* The exercise
Which lines in the entries below contain the string "camouflage", where case counts? Show each of those lines in full.

* Exercise material
• • • •

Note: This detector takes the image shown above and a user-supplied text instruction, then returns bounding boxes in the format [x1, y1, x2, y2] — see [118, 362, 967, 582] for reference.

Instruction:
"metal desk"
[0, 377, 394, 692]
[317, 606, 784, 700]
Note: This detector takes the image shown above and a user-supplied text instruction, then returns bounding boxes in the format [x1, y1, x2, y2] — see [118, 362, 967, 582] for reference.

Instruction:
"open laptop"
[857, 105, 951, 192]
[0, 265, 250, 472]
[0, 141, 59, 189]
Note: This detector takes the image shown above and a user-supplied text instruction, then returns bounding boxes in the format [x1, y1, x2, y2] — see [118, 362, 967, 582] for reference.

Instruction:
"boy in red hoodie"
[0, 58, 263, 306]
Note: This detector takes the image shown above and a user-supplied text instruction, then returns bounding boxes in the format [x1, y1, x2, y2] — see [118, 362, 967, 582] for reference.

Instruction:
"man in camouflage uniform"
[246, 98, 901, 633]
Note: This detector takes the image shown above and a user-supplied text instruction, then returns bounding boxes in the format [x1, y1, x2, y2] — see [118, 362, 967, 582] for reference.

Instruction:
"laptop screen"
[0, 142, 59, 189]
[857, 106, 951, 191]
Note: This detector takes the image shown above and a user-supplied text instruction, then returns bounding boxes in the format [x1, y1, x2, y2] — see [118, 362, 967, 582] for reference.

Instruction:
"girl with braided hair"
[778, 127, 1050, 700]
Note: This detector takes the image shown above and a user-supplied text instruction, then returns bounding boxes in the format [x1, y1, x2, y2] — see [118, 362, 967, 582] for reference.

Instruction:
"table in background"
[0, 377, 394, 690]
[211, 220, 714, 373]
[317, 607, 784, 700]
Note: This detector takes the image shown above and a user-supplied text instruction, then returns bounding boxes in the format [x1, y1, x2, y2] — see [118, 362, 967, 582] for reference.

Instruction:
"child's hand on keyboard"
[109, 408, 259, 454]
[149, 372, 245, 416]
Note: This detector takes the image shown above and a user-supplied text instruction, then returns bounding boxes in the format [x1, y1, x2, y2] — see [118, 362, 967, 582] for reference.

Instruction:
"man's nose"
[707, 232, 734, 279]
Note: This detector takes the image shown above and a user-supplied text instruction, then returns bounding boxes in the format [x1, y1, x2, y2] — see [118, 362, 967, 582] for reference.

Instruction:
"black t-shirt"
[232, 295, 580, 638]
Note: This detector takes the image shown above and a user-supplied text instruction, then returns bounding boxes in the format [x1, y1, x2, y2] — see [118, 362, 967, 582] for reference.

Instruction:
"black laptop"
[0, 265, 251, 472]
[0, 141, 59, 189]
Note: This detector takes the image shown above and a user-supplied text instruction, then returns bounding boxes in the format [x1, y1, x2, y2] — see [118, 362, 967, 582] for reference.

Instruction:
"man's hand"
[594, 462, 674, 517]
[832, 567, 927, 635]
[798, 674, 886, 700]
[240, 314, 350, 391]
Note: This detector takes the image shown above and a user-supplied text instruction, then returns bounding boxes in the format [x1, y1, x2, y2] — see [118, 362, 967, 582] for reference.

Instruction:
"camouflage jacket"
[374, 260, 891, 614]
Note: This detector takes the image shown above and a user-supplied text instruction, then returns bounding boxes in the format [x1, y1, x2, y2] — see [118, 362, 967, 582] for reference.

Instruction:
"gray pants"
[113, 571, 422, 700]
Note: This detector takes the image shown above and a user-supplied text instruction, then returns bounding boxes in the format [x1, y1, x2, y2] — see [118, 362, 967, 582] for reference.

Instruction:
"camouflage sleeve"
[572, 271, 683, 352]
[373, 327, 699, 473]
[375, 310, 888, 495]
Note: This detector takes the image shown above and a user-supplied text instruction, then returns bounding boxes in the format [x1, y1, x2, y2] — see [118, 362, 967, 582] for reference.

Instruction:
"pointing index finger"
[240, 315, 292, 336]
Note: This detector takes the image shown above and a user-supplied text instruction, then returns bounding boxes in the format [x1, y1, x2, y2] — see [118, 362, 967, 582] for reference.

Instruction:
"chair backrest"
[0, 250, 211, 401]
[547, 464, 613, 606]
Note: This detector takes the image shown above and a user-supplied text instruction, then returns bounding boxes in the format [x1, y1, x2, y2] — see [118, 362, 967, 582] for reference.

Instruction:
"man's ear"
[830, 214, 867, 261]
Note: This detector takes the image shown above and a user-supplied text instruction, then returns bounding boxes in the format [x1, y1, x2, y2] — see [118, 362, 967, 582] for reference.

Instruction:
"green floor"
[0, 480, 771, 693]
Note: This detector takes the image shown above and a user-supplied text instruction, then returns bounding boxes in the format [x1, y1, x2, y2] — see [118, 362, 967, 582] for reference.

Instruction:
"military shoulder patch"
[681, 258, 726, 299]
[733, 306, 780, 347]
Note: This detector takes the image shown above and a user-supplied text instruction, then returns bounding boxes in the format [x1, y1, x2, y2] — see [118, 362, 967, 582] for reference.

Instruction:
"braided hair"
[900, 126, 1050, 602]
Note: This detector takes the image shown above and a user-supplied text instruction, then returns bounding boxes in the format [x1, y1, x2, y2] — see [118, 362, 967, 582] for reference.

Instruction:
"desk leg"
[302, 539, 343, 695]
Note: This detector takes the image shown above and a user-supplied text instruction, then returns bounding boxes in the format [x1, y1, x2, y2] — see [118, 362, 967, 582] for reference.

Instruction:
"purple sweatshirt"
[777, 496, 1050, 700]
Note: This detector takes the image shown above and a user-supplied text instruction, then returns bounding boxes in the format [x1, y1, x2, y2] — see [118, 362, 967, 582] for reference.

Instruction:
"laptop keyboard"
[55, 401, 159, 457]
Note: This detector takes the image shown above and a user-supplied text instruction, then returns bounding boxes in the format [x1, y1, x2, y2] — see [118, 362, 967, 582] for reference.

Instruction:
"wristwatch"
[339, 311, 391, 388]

• • • •

* Output below
"man in camouflage uniform"
"camouflage jacket"
"camouflage sleeve"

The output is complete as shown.